## WORK REQUIRED:
Each line below should be reproduced without any alteration.

## RAW DATA:
-*-
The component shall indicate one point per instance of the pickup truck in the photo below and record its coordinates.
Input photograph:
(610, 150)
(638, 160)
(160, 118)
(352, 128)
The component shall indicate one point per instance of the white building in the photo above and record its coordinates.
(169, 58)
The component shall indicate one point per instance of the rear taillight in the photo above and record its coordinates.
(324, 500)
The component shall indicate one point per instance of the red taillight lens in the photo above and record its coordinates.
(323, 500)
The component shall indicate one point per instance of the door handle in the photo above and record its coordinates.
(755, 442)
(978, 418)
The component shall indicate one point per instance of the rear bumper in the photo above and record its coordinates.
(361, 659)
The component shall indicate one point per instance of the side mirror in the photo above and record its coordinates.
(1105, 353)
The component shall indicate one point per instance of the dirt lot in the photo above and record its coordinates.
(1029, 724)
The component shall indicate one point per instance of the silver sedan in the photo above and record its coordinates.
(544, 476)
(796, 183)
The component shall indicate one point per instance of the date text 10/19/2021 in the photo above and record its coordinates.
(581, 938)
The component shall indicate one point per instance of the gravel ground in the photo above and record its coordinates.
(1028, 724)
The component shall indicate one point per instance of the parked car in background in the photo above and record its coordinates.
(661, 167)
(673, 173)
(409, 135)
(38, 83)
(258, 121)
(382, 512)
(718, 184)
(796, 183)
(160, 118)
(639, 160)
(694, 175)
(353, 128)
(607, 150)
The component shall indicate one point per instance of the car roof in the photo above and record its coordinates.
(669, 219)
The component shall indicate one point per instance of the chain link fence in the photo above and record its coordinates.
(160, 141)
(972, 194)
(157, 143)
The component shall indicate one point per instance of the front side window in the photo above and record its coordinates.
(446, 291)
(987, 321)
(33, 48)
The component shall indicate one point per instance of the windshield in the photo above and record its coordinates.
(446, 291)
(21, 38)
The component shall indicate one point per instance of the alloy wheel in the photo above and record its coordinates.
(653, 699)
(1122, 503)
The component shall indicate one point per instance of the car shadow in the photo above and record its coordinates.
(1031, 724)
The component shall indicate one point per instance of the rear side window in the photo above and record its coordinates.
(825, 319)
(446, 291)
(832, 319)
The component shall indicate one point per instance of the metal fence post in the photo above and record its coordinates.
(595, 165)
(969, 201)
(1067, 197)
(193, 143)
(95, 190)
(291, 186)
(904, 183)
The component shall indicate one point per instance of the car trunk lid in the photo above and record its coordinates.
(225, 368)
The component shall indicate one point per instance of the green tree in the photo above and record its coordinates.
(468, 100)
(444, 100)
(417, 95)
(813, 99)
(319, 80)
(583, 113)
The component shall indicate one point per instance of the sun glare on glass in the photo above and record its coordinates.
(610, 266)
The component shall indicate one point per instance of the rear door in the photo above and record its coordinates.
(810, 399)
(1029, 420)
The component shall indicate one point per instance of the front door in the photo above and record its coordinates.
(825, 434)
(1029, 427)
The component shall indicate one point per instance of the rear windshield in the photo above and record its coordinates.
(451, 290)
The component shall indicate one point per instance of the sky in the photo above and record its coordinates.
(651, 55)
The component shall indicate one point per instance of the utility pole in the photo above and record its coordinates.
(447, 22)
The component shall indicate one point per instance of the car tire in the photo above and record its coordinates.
-*-
## OUTPUT BELOW:
The component shall indicate one point per instance of the pickup truck in the photo below and record its coordinates.
Input photograph:
(610, 150)
(638, 160)
(160, 118)
(352, 128)
The component shall indicate one point per instance of the white building in the photo above and record its coordinates.
(169, 58)
The component shall indicate one point per instance of the rear taillight in the photo above and record its coordinates.
(324, 500)
The component shall indicate one point per instance of the red taillight lens in the photo above and record its coordinates.
(323, 500)
The component shall indicate one point per instance of the door handle in the photo above and record its coordinates.
(755, 442)
(978, 418)
The component shall indicate one point per instance of the rear bumper in the photo above and record its coordinates.
(361, 659)
The component shall indicate one point per instance of the side mirror in the photo above and record its coordinates.
(1105, 353)
The component shall indicate one point per instance of the dirt lot in the photo above and record its coordinates.
(1029, 724)
The component shall indicate one point per instance of the silver sedan in the photo above and record its coordinates.
(544, 476)
(796, 183)
The component shall indicate one point per instance of the date text 10/19/2021 in the photo above and record its coordinates.
(581, 938)
The component shall indicate one point per instance of the gravel ground in the photo above and record its coordinates.
(1028, 724)
The component shall indicate one point per instance of the parked car in background in the photo above and record its coordinates.
(661, 167)
(673, 173)
(409, 135)
(38, 83)
(258, 121)
(382, 512)
(718, 184)
(796, 183)
(160, 118)
(639, 160)
(694, 175)
(353, 128)
(607, 150)
The component shall indicate one point per instance of the car roof in the photo above and record its coordinates.
(669, 219)
The component shall indicate one point per instance of the chain link fence in the photo above and record its coordinates.
(160, 141)
(972, 194)
(157, 143)
The component shall indicate one point per instance of the front side window in the photo above and record its coordinates.
(446, 291)
(987, 321)
(33, 48)
The component shall indicate one point per instance of the windshield in the photo above and record its coordinates.
(446, 291)
(21, 38)
The component shall indicate one point per instance of the alloy wheel in the photo above and record its coordinates.
(653, 699)
(1122, 503)
The component shall indicate one point per instance of the car shadow in the photo above and record its coordinates.
(1031, 724)
The component shall indicate one point per instance of the rear side window in the photo above and record its coordinates.
(825, 319)
(446, 291)
(832, 319)
The component shall indicate one point per instance of the metal fence post in the photo above and record its coordinates.
(595, 165)
(969, 201)
(1067, 197)
(193, 143)
(95, 190)
(291, 186)
(904, 183)
The component shall indicate one point per instance of the car trunk lid in the photo above and record its coordinates.
(225, 368)
The component shall indicate one point per instance of the green tree in the photo above and record its coordinates.
(468, 100)
(444, 100)
(417, 95)
(813, 99)
(319, 80)
(583, 113)
The component shall indicate one point per instance of the sun glare on glass in the photo above and record its coordinates.
(610, 266)
The component shall indicate one point per instance of the rear door in the photo above and record its coordinates.
(810, 399)
(1029, 420)
The component shall indicate one point per instance of the front door in the photo above and record its coordinates.
(825, 434)
(1029, 427)
The component shall indicate one point per instance of the rear windshield in the photo above and record its coordinates.
(451, 290)
The component shall indicate one point per instance of the sky in the photo above and record its coordinates.
(651, 55)
The component shall indicate one point per instance of the utility pole in the photo above and record its coordinates.
(447, 22)
The component shall indicate one point per instance of the car tire in the photo above and record its coordinates.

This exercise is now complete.